** Start of Task material **

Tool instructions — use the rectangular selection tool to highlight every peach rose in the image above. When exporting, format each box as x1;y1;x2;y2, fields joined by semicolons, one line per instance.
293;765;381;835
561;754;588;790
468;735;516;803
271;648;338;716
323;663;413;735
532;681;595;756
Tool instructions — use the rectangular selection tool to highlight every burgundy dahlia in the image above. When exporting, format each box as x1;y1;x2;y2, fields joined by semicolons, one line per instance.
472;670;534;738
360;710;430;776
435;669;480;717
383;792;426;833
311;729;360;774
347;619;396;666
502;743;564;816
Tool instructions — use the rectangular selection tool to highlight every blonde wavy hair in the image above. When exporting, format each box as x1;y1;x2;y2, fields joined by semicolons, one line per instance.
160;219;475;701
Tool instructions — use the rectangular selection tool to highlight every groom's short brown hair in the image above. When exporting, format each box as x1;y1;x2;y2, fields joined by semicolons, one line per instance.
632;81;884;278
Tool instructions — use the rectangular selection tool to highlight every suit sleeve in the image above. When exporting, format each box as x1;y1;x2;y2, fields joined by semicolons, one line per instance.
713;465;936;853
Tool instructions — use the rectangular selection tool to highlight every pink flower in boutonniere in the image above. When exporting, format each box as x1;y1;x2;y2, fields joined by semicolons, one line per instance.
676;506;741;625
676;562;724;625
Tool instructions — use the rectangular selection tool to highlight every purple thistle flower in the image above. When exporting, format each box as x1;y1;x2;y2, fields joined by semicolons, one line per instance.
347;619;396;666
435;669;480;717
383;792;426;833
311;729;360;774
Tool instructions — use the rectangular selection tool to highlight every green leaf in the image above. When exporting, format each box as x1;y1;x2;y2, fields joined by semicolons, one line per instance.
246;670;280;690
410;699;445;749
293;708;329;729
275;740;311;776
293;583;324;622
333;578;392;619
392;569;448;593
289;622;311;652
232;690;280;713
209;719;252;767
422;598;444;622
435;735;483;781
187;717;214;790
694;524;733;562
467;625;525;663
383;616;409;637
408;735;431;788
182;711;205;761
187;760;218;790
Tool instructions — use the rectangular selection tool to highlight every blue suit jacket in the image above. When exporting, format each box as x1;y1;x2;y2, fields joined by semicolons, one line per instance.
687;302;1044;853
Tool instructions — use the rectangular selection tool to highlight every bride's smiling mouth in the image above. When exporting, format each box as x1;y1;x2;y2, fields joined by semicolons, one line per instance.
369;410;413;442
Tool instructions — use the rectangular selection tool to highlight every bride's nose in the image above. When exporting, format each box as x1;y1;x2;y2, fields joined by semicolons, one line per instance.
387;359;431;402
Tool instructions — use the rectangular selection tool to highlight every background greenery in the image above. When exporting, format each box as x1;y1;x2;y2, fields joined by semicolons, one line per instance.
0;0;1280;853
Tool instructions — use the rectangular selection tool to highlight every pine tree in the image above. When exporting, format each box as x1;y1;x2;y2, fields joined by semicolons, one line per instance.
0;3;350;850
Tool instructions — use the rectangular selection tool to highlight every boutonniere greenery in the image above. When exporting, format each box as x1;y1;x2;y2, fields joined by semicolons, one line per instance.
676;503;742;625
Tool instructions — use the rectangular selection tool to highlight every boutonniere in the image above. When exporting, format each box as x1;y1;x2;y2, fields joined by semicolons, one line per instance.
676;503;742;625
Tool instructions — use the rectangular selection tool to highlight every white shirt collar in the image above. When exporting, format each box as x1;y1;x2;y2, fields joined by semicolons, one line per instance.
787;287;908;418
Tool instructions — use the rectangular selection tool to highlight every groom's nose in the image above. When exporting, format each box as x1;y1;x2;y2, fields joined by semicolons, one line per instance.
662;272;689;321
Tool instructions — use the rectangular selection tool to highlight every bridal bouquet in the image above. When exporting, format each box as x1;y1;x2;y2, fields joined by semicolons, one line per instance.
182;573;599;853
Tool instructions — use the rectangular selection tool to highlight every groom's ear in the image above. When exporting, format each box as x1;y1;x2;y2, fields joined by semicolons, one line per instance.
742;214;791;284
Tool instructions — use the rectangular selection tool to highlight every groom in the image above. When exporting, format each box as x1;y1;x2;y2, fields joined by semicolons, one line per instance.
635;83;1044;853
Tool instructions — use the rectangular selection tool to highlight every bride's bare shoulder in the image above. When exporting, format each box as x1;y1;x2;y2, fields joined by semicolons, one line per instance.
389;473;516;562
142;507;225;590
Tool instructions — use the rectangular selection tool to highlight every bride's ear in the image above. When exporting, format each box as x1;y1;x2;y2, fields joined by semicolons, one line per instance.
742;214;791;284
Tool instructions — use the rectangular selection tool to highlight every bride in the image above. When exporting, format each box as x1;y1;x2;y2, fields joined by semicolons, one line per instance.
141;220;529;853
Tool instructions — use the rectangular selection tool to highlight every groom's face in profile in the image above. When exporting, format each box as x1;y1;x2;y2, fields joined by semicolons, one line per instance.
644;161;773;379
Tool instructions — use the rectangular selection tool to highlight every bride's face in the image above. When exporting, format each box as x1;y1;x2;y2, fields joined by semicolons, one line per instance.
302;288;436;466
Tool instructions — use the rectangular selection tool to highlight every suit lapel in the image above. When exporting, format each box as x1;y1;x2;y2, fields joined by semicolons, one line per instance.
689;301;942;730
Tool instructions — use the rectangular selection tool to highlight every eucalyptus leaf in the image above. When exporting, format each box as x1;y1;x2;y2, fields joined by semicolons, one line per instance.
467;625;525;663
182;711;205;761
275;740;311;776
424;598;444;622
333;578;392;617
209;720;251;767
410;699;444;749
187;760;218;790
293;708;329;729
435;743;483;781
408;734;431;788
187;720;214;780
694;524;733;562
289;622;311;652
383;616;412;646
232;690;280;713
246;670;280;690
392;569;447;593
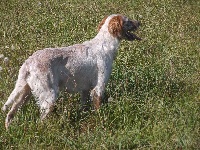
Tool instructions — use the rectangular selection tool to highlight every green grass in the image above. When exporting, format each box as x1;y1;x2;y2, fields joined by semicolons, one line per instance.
0;0;200;150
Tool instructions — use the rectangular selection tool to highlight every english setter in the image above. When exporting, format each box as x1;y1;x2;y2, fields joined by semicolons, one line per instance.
2;14;141;129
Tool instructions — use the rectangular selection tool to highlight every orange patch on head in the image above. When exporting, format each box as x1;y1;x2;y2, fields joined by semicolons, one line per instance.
97;16;108;32
108;15;123;38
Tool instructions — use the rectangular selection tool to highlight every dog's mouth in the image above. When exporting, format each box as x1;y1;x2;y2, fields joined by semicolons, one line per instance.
125;31;142;41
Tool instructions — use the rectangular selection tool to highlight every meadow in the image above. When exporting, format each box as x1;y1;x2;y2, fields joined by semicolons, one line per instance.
0;0;200;150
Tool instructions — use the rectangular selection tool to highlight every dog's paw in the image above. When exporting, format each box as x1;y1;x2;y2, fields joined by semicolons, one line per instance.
1;105;7;112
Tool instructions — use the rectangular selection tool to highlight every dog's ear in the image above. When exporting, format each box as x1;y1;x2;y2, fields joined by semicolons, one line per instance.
97;16;108;32
108;16;123;38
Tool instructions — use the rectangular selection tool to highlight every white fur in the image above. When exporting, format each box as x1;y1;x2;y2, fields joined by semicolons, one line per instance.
2;15;141;128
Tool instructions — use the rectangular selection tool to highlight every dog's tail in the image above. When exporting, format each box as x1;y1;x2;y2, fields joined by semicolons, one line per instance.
2;63;31;111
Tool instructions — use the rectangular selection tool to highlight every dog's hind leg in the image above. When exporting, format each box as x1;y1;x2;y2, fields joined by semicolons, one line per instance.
3;83;31;129
39;89;57;121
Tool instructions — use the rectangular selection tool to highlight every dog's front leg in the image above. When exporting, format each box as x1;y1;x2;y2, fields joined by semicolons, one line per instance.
90;63;111;110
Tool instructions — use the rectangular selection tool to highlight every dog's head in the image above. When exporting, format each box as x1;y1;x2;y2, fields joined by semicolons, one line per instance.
98;15;141;41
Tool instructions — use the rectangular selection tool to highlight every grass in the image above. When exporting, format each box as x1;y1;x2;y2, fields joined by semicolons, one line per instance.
0;0;200;149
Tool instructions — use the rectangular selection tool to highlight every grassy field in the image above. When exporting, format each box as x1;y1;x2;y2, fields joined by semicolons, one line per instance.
0;0;200;150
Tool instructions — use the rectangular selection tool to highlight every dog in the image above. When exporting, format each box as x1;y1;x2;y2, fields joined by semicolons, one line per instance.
2;14;141;129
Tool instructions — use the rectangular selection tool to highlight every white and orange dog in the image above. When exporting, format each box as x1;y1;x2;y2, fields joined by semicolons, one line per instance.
2;14;141;128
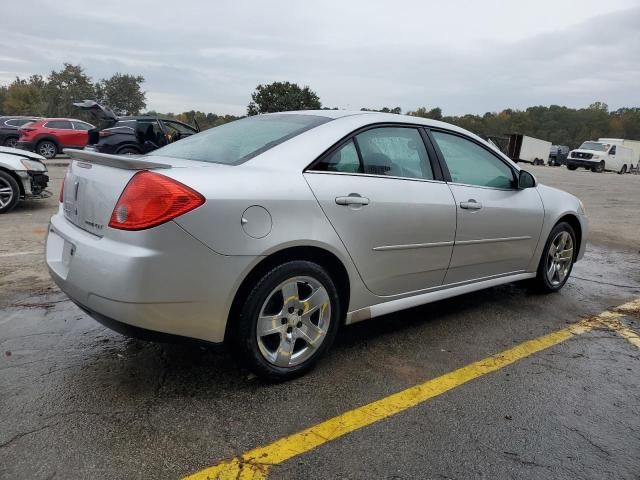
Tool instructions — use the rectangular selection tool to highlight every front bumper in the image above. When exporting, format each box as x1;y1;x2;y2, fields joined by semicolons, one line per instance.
16;141;36;152
46;209;260;343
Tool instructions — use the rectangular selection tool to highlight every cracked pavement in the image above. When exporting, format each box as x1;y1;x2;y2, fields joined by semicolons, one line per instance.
0;167;640;479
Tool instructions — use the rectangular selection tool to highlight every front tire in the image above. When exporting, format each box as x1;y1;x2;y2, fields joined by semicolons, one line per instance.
0;171;20;214
535;222;578;292
36;140;58;159
232;260;341;381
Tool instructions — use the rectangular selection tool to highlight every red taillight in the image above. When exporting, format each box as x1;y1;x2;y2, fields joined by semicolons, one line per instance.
109;170;204;230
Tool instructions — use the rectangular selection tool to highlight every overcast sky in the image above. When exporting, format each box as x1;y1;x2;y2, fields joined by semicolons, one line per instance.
0;0;640;115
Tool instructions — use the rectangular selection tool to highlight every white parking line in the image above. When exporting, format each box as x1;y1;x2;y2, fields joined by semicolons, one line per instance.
0;250;42;258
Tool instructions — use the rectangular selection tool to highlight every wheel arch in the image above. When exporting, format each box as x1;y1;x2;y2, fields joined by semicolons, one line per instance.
0;165;26;197
225;246;351;342
553;213;582;261
33;135;62;152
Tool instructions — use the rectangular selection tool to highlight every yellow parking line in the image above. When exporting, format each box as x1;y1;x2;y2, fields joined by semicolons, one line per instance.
184;301;640;480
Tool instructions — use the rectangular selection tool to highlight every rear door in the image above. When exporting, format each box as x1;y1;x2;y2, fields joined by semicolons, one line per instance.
305;126;456;296
431;130;544;284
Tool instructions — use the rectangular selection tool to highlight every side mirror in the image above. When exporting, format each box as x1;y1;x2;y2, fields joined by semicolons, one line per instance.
518;170;537;190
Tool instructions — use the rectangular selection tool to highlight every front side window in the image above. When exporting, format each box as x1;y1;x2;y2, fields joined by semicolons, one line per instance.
432;131;514;189
153;113;331;165
45;120;73;130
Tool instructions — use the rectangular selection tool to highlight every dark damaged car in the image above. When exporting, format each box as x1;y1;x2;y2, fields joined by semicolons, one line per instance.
74;100;199;155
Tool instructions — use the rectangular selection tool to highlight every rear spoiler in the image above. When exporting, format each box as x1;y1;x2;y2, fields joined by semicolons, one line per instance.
63;148;171;170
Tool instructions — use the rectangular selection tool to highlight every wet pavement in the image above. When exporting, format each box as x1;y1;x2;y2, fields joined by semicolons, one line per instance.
0;167;640;479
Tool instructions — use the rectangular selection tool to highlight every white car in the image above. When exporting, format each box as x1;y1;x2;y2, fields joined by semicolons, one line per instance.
567;141;634;173
0;147;51;214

** End of Task material **

[Aim of the task]: Lay out the records as a JSON list of strings, one string per line, leaving out blank lines. Begin at the line that contains "highlight every wet" and continue through the end of the records.

[Completed task]:
[
  "Tool instructions — use the rectangular selection tool to highlight every wet pavement in the image above. When exporting, format each box as x1;y1;x2;y2, fields joined by semicolons, one line per instance.",
  "0;167;640;479",
  "Tool instructions — use the rectangular selection tool to highlight every white car in the image above. When exporting, format each box as x1;y1;x2;y2, fields joined by semicolons, one line per instance.",
  "567;141;634;173",
  "0;147;51;214"
]